(Dataset entries)
[Start]

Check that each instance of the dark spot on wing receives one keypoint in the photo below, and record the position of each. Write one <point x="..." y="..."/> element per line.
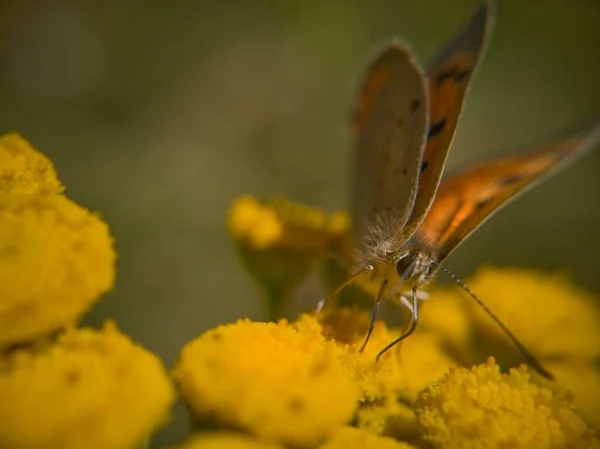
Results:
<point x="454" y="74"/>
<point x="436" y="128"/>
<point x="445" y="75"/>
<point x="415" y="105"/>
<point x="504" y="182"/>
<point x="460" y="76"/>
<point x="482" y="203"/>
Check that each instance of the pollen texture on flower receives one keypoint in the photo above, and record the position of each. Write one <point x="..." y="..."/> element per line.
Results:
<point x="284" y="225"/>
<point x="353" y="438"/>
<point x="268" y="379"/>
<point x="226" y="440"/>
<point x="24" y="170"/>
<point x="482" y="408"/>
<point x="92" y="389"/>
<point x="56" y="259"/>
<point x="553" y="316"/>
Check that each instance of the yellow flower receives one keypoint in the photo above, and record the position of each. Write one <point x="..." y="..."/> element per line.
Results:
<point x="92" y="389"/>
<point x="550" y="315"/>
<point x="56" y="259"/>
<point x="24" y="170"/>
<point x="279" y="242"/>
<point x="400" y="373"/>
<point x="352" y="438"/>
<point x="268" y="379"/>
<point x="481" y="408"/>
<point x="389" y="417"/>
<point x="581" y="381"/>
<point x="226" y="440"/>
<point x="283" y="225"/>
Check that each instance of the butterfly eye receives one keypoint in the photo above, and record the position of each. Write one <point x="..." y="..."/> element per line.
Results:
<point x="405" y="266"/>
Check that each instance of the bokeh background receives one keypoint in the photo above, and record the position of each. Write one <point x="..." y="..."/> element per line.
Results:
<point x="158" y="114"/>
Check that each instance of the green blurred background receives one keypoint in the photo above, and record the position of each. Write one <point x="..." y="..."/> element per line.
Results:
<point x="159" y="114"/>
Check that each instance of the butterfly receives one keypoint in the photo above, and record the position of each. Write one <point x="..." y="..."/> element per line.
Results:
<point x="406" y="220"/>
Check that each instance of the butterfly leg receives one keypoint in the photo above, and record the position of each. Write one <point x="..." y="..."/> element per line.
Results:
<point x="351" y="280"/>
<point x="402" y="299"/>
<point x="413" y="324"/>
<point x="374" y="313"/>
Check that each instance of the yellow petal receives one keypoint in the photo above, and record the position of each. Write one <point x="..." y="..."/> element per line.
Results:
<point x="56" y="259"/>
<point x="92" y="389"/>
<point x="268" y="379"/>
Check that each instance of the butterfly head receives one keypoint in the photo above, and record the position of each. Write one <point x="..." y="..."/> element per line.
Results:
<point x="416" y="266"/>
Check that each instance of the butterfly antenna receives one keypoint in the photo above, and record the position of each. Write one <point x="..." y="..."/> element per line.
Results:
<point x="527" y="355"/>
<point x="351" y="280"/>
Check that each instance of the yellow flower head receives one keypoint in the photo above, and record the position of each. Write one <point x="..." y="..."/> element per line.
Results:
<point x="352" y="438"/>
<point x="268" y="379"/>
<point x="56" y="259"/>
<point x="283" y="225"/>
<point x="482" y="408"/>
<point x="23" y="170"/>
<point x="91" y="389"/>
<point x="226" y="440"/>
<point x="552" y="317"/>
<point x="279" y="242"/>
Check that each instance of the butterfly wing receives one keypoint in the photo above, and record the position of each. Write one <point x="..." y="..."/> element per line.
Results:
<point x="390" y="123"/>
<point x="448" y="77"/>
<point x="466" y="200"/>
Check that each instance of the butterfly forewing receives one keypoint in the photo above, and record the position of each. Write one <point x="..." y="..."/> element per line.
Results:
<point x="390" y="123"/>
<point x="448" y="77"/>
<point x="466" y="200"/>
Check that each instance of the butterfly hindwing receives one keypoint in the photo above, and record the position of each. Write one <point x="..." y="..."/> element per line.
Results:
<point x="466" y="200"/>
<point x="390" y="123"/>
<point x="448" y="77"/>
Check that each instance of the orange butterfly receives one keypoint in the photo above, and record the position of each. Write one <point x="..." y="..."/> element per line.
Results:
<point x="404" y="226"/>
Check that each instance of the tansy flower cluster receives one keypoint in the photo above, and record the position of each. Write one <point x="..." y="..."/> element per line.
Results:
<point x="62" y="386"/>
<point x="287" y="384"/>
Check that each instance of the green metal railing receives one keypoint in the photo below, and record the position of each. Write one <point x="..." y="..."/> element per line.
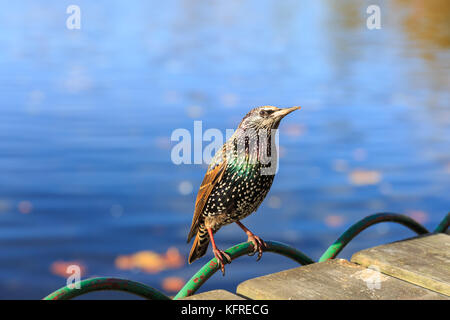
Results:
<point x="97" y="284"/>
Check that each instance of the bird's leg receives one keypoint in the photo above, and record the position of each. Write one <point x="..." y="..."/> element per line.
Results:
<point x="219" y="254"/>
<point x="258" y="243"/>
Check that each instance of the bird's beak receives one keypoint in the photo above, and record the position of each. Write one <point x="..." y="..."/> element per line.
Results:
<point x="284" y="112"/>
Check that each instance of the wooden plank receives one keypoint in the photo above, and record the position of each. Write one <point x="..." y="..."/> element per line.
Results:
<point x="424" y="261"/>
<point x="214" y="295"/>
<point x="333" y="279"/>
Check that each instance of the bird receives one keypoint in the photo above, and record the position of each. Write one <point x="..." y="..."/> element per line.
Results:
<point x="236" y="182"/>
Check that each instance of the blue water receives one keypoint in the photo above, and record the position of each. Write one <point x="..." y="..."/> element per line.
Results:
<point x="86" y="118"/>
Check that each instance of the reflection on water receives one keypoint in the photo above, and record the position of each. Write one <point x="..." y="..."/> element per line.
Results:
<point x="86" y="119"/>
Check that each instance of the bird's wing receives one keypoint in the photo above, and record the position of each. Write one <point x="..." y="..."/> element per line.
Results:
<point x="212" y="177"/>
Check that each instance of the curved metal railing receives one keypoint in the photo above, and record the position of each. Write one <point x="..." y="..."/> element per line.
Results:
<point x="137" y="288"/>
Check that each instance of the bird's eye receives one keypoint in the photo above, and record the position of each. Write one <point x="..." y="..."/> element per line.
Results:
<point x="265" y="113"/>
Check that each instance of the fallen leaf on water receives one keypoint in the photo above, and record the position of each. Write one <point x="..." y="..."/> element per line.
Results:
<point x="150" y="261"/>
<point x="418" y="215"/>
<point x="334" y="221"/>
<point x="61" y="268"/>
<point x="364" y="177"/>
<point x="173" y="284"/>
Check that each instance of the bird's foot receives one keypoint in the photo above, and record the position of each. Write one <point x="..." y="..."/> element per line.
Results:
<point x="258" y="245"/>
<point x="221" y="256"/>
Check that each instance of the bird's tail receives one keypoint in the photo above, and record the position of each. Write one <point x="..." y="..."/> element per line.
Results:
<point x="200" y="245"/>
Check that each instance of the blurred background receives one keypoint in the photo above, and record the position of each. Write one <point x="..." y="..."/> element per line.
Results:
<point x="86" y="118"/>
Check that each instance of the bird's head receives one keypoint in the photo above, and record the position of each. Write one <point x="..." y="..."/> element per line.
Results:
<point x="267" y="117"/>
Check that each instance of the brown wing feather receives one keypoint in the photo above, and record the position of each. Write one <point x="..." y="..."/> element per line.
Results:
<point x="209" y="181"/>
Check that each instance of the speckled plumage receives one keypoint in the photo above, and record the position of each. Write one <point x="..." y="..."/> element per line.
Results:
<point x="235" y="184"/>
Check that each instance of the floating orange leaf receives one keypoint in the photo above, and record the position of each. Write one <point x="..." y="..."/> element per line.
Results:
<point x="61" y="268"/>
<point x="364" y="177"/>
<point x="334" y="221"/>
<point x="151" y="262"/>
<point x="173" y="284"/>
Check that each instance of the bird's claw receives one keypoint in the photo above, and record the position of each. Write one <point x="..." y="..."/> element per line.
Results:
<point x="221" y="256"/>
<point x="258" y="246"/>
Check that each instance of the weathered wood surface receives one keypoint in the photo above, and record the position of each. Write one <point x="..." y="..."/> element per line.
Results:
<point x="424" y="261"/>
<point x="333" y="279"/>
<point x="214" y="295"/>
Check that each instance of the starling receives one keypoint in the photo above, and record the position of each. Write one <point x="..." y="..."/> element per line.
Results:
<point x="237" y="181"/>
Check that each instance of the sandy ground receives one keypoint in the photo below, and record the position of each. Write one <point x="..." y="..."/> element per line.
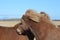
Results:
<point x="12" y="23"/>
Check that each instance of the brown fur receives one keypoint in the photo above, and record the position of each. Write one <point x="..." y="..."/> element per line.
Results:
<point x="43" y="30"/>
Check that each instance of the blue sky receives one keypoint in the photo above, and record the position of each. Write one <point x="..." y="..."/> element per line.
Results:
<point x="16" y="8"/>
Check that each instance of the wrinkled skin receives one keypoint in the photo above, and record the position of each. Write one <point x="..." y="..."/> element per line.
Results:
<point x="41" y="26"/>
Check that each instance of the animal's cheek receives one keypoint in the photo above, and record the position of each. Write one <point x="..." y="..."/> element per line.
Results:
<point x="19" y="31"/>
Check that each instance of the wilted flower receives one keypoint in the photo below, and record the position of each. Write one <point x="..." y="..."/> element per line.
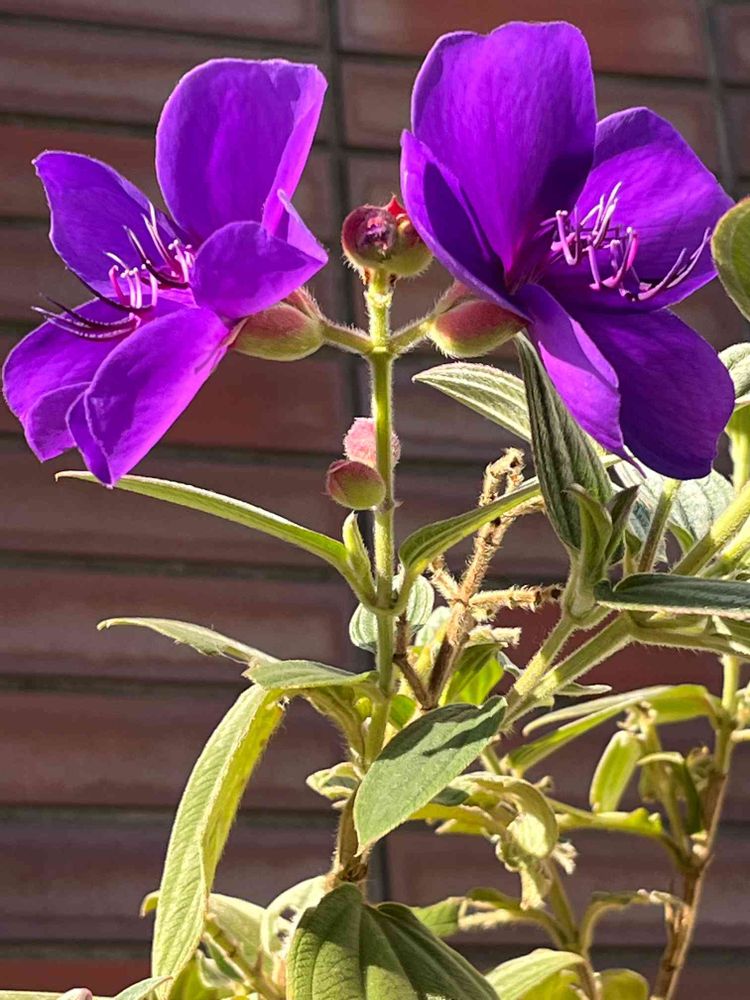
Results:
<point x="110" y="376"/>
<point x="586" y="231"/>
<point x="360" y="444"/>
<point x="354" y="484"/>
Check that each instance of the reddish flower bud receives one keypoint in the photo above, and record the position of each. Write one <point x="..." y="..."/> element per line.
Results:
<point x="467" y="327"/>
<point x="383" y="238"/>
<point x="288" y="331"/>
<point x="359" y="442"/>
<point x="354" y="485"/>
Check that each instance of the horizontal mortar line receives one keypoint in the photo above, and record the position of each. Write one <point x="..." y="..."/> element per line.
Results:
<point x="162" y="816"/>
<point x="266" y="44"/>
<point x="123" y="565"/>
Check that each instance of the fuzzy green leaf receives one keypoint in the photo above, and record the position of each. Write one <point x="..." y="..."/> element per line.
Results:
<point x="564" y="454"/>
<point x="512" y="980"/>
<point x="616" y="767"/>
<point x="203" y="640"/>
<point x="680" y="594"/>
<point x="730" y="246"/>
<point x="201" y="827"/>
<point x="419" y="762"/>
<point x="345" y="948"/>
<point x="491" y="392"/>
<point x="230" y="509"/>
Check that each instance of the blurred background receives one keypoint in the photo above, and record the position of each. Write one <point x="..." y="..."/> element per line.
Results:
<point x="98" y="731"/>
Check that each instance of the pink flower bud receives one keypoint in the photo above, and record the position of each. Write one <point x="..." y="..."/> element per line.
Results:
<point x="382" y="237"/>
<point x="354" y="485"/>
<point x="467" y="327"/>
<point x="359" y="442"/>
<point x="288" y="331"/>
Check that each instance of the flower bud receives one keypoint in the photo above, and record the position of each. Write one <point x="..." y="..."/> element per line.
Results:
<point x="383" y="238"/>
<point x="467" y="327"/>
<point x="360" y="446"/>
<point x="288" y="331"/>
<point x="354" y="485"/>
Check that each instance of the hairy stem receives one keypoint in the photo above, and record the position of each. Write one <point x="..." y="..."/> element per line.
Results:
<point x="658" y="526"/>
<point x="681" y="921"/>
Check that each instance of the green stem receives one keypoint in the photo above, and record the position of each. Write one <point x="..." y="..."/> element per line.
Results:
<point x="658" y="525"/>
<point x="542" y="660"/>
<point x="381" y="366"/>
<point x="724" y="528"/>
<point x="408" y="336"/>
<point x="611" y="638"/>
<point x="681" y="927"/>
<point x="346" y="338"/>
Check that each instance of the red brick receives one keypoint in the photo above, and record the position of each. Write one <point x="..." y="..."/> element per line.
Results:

[End]

Copy the listing from the line containing "Check that each instance of the green stem" through its end, changing "keypoint" to "marker" and leaving everything else as it is.

§ Answer:
Check that each instance of the green stem receives one marker in the photo above, and record the position of each. Write one <point x="..." y="..."/> element per line.
Results:
<point x="658" y="525"/>
<point x="542" y="660"/>
<point x="381" y="366"/>
<point x="724" y="528"/>
<point x="408" y="336"/>
<point x="611" y="638"/>
<point x="681" y="927"/>
<point x="346" y="338"/>
Check that each instance of the red brick receives one marker in the photo above, and record the position of each. Write one <point x="..." y="..."/> element per line.
Results:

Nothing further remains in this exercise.